DOCUMENT SECTION:
================================

The brief facts of the case are, the assessee is engaged in the business of property developers / builders. Return of income for the assessment year under 2 ITA 4520/Mum/2019 consideration was filed on 22/11/2013 declaring loss at Rs.4,15,480/-. The case was selected for scrutiny and accordingly notices under sections 143(2) and 142(1) were issued and served on the assessee. After hearing the assessee, the Assessing Officer computed total income at Rs.2,81,390 as against claim of loss at Rs.4,15,480/- disallowing business loss claimed and making addition of interest income to the extent of Rs.2,81,385/-. The assessee carried the matter before CIT(A) and challenged the action of the Assessing officer on both the counts. The appeal of the assessee found favour with the learned CIT(A), who allowed the appeal .
Aggrieved by the order of the learned CIT(A), the revenue is in appeal before the Tribunal on the following grounds:-
“1. On the facts and circumstances of the case and in law, the Ld.CIT(A) was erred in deleting the disallowance of loss made by AO by holding that the AO was not able to point out any expenditure incurred was excessive or non-genuine or suppression of sale, without appreciating the fact that the total cost of sale debited (at Rs.33.46 crore) which is more than the sale consideration (Rs.29.33 crore) credited to P &L account and that the same is also against the principle of matching concept.
2. On the facts and in the circumstances of the case and in law, the Ld. CIT(A) was erred in deleting the disallowance of loss made by the AO by holding that the AO was not able to point out any expenditure incurred was excessive or non genuine by accepting the closing stock (work-in -progress) of Rs. 210.53 crore as on 31.03.2013, adjusted to arrive at the cost of sale, but omitted to observe that the opening balance was taken at Rs.113.02 crore on amalgamation with a group concern.
3. On the facts and in the circumstances of the case and in law, the Ld. CIT(A) was erred in deleting the disallowance of loss made by the AO by appreciating the fact that the assessee follow "percentage completion method' and only 72% of the project was completed as on 31.03.2013, but ignored the fact that the assessee had claimed the entire expenditure, which is excessive, as such the same should have been restricted at 72%.”

================================

Set down word for word the part of the tax appeal excerpt that opens with the words containing "The brief facts" and closes with "the appeal .".

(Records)
================================

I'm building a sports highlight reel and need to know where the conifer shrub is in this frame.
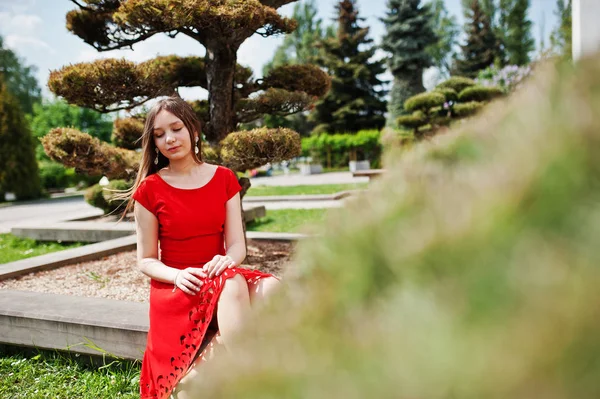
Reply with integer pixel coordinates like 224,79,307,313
111,118,144,150
404,92,446,112
458,86,504,102
436,76,475,93
189,58,600,399
396,76,504,139
84,179,131,214
0,73,42,201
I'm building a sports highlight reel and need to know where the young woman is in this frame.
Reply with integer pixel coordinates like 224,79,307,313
128,97,278,399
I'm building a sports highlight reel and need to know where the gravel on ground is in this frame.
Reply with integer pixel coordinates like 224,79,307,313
0,240,294,302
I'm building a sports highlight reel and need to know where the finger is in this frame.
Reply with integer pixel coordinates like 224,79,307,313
185,273,202,288
215,263,227,276
181,280,200,291
202,260,217,272
208,260,225,277
177,284,196,295
188,267,207,278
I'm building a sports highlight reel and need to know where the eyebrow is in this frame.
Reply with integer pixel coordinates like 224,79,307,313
153,121,183,131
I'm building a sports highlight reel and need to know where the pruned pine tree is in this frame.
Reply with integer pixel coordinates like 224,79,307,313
44,0,330,185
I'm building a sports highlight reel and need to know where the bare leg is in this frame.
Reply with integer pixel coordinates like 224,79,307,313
248,277,281,307
217,274,250,351
173,333,224,399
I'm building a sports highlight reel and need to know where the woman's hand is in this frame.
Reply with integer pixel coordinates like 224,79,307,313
202,255,237,278
173,267,206,295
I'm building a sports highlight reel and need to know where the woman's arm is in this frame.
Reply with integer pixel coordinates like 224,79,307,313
202,193,246,277
225,193,246,265
133,202,204,294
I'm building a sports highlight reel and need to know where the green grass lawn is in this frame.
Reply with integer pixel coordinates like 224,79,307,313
246,183,369,196
246,209,329,233
0,234,84,266
0,351,140,399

================================

EXERCISE OUTPUT:
The brief facts of the case are, the assessee is engaged in the business of property developers / builders. Return of income for the assessment year under 2 ITA 4520/Mum/2019 consideration was filed on 22/11/2013 declaring loss at Rs.4,15,480/-. The case was selected for scrutiny and accordingly notices under sections 143(2) and 142(1) were issued and served on the assessee. After hearing the assessee, the Assessing Officer computed total income at Rs.2,81,390 as against claim of loss at Rs.4,15,480/- disallowing business loss claimed and making addition of interest income to the extent of Rs.2,81,385/-. The assessee carried the matter before CIT(A) and challenged the action of the Assessing officer on both the counts. The appeal of the assessee found favour with the learned CIT(A), who allowed the appeal .